* [Extract]
____

Most definitely. Customers are largely responsible for this. If people really wanted unwaxed fruits or unevenly orange oranges, the producers would be happy to get them to us.
As of now, people will almost systematically pick the "less good veggie" that's perfect looking over the good stuff if you offer both in groceries. You also start to see really appalling stuff. A friend of mine was on vacations in SC. We're not yet invaded by pre-cut stuff here, and most people avoid them, which he did in the US too. Quite a few times he said the cashier had to ask him what the heck the whole veggie he was buying was. Not all that special stuff.. like cauliflower. She told him she didn't know they came in such big size and that they had that. It took him a while to figure out she had no idea what a whole cauliflower looked like! He thought she was a unique case, until that happened againwith another cashier, and again. Frightening.
It got talked about a lot when it came out. But library case as I said (it's over 500$, and on the whole it's mostly for professional cooks. But the very long discussion of the food industry in book 1, its history and processes and all the science is amazing. It also gets you through most additives and such, and has a whole section on food contamination, bacteria and such. It's not a very easy read, it's very science heavy.
It makes you very skeptical. It's not very kind to the FDA either, which they accuse of often to making scientifically sound decisions and fooling people into believing they are (such as recommended cooking temperatures, which are quite needlessly high and oversimplifying the whole matter (it's always a combination of heat + duration + thickness, and bacteria stays on the surface unless you ground it or chop it and bring them inside (deboning and chopping a chicken or piece of beef hours before cooking it = bad idea). The truth is if the meat isn't contaminated or just a little, you don't need to overcook it, and depending on the cut it's just the surface you need to cook long enough, which depends on the temperature. If it's badly contaminated, even their recommendations won't be enough and you'll get sick. So there's basically no scientifically good reason to overcook and it's there solely to appease old fright (and now it's how most Americans like their meat.. .but beef). They also spread this notion that chicken and pork are somehow more dangerous, but eating badly cooked beef is however ok. It's total BS. Ground beef, any meat processed this way, is a health hazard (more than even a tartare, cut at the last minute by knife), far more than any undercooked chicken or steak.

____

Entries drawn from a collection:
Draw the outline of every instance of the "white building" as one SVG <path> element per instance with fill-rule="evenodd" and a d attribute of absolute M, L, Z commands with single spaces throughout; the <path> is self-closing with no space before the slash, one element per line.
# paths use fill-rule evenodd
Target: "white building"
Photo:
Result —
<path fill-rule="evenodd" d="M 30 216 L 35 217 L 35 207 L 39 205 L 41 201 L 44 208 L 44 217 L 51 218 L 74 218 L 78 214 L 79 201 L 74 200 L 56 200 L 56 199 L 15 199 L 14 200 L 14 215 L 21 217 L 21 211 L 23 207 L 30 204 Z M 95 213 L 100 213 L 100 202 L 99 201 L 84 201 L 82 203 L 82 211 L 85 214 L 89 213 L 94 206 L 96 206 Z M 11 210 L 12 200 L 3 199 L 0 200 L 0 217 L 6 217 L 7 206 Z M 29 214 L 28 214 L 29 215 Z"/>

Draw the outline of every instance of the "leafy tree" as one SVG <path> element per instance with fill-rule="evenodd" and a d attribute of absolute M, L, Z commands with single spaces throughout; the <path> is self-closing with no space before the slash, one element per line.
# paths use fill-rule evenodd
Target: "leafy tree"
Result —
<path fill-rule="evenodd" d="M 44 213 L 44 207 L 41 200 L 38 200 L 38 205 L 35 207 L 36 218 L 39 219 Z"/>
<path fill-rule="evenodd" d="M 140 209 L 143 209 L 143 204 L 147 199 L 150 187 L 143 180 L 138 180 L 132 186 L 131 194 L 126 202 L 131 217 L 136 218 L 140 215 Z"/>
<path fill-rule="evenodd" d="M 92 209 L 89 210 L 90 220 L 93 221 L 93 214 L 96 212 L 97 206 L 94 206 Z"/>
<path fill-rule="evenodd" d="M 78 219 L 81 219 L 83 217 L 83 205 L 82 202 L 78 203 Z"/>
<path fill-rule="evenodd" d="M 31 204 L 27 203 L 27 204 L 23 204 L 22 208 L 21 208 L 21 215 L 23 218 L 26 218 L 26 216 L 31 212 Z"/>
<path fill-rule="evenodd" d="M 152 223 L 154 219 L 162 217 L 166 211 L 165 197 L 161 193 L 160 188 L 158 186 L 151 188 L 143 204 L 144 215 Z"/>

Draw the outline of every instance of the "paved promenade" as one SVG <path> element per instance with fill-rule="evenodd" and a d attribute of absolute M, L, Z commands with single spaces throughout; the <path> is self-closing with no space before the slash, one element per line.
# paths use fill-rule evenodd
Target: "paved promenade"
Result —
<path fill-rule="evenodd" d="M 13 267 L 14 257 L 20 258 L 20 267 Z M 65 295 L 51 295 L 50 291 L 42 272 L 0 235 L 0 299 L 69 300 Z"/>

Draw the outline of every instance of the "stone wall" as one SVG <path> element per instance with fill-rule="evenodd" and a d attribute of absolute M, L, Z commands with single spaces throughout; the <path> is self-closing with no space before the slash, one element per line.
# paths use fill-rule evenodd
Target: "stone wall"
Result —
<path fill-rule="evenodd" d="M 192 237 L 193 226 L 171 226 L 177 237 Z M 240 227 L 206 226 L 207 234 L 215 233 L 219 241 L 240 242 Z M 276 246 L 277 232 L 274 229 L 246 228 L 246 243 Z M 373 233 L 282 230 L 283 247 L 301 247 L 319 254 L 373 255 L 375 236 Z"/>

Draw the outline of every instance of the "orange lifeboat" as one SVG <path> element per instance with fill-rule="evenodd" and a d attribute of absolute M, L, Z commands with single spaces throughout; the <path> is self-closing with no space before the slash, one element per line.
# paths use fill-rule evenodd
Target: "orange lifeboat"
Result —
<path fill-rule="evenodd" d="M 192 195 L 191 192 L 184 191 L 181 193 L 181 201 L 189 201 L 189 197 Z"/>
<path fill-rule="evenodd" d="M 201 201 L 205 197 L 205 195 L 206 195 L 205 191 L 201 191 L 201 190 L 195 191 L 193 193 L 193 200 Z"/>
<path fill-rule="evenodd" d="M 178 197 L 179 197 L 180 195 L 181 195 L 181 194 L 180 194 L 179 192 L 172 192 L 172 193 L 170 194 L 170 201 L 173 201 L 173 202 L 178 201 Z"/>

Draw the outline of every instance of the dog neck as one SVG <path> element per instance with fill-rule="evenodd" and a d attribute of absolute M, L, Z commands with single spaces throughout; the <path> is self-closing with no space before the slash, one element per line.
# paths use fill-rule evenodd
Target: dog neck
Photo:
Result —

____

* [What you should do]
Can you pick up the forum post on the food industry and meat safety and continue it from its last sentence?

* [Solved exercise]
It discusses the spinach thing, by the way. They say the FDA destroyed tons and tons needlessly just to appease a food fright. The sensible thing to do would have been to cook and freeze those spinach (you could not just trust a FDA instructions for customers to cook spinach from that producer that week, not even with a special label), but if that had been recycled for precooked spinach it would have been 100% safe to eat.
Indeed, and the more you do it, the more skilled you become and the less time consuming it becomes.
A lot of countries are beginning to realize it was a really bad idea to let the cooking skills vanish. It's considered apparently quite dire in the US (and to hear the likes of Jamie Oliver, it's the same in the UK), but it's becoming true even in countries reputed for their cooking (France, for instance. It's behind the US and still more present in urban areas, the North-American style groceries with all the processed food took a few more decades to spread there, but since they did the cooking skills have degraded and fast. The average frenchman being a good home cook might become a myth between a few more generations at the present rate, though they're starting to react.).
Um, I think we're definitely seeing it now. I am only 34, and I know a few people my age who already have Type II diabetes.
It's what I fear too, healthcare costs going up and life expectancy going down in a few decades. But there will be so many more factors than just food. We'll see, if we're still there!